Short task:
Put the listing into a two-column CSV with the headers "prompt" and "response", one row for each [pointer] block and none skipped. Place the block's full text and its answer each in a single quoted field, with line breaks replaced by spaces.

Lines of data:
§ §

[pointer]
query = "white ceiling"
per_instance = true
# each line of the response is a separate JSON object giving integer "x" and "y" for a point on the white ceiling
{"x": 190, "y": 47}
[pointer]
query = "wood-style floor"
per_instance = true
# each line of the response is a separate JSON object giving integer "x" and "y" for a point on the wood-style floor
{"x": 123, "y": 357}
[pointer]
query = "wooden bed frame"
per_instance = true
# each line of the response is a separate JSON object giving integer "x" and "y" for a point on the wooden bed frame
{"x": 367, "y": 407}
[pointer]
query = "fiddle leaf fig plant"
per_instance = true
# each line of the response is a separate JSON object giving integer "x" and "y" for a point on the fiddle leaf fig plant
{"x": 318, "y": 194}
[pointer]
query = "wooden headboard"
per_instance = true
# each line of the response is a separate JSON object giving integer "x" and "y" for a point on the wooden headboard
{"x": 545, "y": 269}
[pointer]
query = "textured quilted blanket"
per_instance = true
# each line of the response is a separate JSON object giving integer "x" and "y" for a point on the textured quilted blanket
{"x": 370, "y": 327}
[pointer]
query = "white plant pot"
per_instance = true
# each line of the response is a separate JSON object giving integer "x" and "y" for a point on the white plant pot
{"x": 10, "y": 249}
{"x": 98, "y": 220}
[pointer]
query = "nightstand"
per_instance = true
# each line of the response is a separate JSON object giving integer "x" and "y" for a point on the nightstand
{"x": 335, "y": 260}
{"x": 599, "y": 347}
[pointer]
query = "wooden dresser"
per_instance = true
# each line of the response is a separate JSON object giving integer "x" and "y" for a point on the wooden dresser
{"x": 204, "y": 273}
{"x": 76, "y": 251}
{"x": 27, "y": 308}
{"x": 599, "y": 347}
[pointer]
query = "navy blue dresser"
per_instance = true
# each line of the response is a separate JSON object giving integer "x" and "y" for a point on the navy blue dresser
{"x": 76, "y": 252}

§ §

Task solution:
prompt,response
"[pointer] query = ""white ceiling"" per_instance = true # each line of the response is a separate JSON object giving integer ""x"" and ""y"" for a point on the white ceiling","{""x"": 190, ""y"": 47}"
"[pointer] query = ""wood-style floor"" per_instance = true # each line of the response is a separate JSON object giving integer ""x"" and ""y"" for a point on the wood-style floor","{""x"": 123, ""y"": 357}"
"[pointer] query = ""wooden bed frame"" per_instance = true # each line of the response is a separate JSON object giving integer ""x"" and ""y"" for a point on the wooden bed frame","{""x"": 367, ""y"": 407}"
"[pointer] query = ""fiddle leaf fig plant"" per_instance = true # each line of the response is a separate JSON object giving integer ""x"" and ""y"" for a point on the fiddle leaf fig plant","{""x"": 318, ""y"": 194}"
"[pointer] query = ""wooden headboard"" per_instance = true # each line of the response is a separate JSON object giving integer ""x"" and ""y"" for a point on the wooden headboard","{""x"": 545, ""y"": 269}"
"[pointer] query = ""textured quilted blanket"" per_instance = true # each line of the response is a separate JSON object giving integer ""x"" and ""y"" for a point on the textured quilted blanket","{""x"": 370, ""y"": 327}"
"[pointer] query = ""white plant pot"" per_instance = true # each line of the response is a separate JSON object giving integer ""x"" and ""y"" for a point on the white plant pot","{""x"": 10, ""y"": 249} {""x"": 98, ""y"": 220}"
"[pointer] query = ""nightstand"" per_instance = true # each line of the response is a separate JSON object giving integer ""x"" and ""y"" for a point on the nightstand","{""x"": 335, ""y"": 260} {""x"": 599, ""y"": 347}"
"[pointer] query = ""wooden dresser"" per_instance = true # each line of the response is a separate JSON object giving integer ""x"" and ""y"" for a point on the wooden dresser","{""x"": 204, ""y"": 273} {""x"": 76, ""y"": 251} {""x"": 27, ""y"": 308} {""x"": 599, ""y"": 347}"
"[pointer] query = ""navy blue dresser"" per_instance = true # each line of the response is a separate JSON object giving integer ""x"" and ""y"" for a point on the navy blue dresser","{""x"": 76, ""y"": 252}"